═══ SOURCE DOCUMENT

Agent Skills: Website Crawler for Whorl

Crawl and ingest websites into whorl. Use when scraping a personal site, blog, or extracting web content for the knowledge base.

UncategorizedID: Uzay-G/whorl/website-crawler

Skill Files

Browse the full folder contents for website-crawler.

Download Skill

Loading file tree…

skills/website-crawler/SKILL.md

Skill Metadata

Name
website-crawler
Description
Crawl and ingest websites into whorl. Use when scraping a personal site, blog, or extracting web content for the knowledge base.

Website Crawler for Whorl

Crawl websites and ingest content into your whorl knowledge base.

Prerequisites

Install trafilatura if not already available:

pip install trafilatura

Single Page

Extract a single page and save to whorl docs:

# Extract content as markdown
trafilatura -u "https://example.com/page" --markdown > ~/.whorl/docs/page-name.md

Or with metadata in frontmatter:

URL="https://example.com/page"
SLUG=$(echo "$URL" | sed 's|https\?://||; s|/|_|g; s|_$||')
OUTPUT=~/.whorl/docs/"$SLUG".md

# Fetch and extract
CONTENT=$(trafilatura -u "$URL" --markdown)
TITLE=$(trafilatura -u "$URL" --json | python3 -c "import sys,json; print(json.load(sys.stdin).get('title','Untitled'))" 2>/dev/null || echo "Untitled")

# Write with frontmatter
cat > "$OUTPUT" << EOF
---
title: "$TITLE"
source_url: $URL
fetched_at: $(date -u +%Y-%m-%dT%H:%M:%SZ)
---

$CONTENT
EOF

echo "Saved to $OUTPUT"

══════
═══ RAW DATA

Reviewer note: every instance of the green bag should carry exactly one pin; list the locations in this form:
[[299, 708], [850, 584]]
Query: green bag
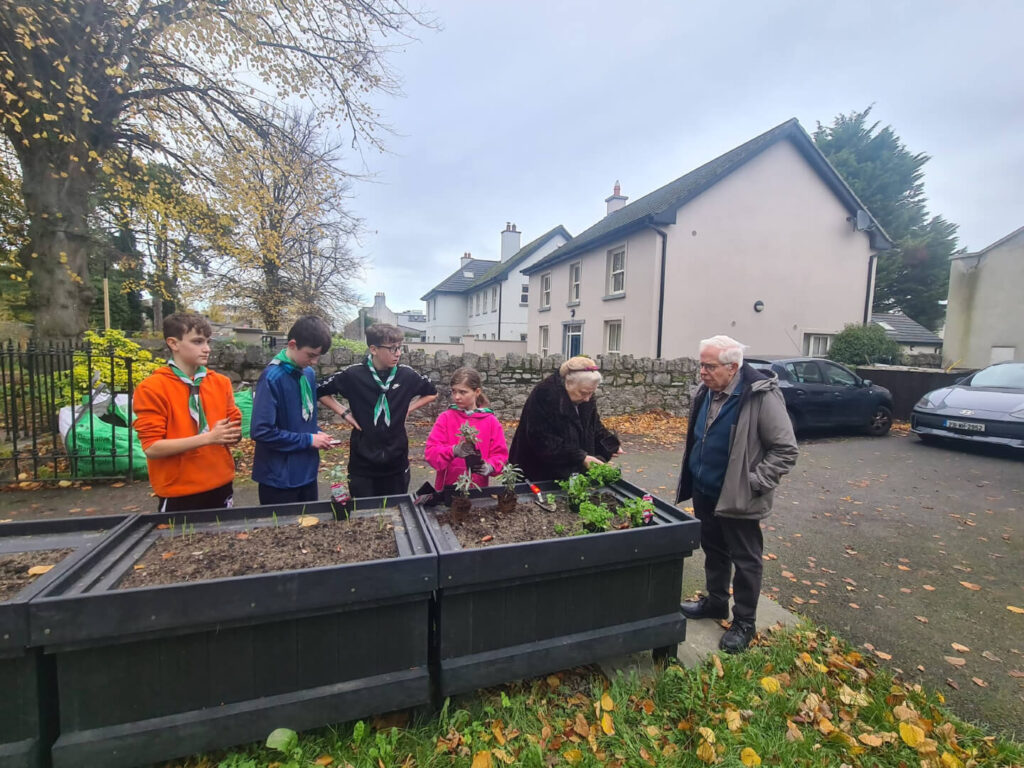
[[99, 449], [244, 399]]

══════

**REQUIRED TASK**.
Answer these questions from the crawler skill page:
1. Which tool must be installed before crawling?
2. In which directory are extracted pages saved?
3. Which three fields appear in the frontmatter?
Base every answer solely on the crawler skill page, not on the data.

**SOLUTION**.
1. trafilatura
2. ~/.whorl/docs/
3. title, source_url, and fetched_at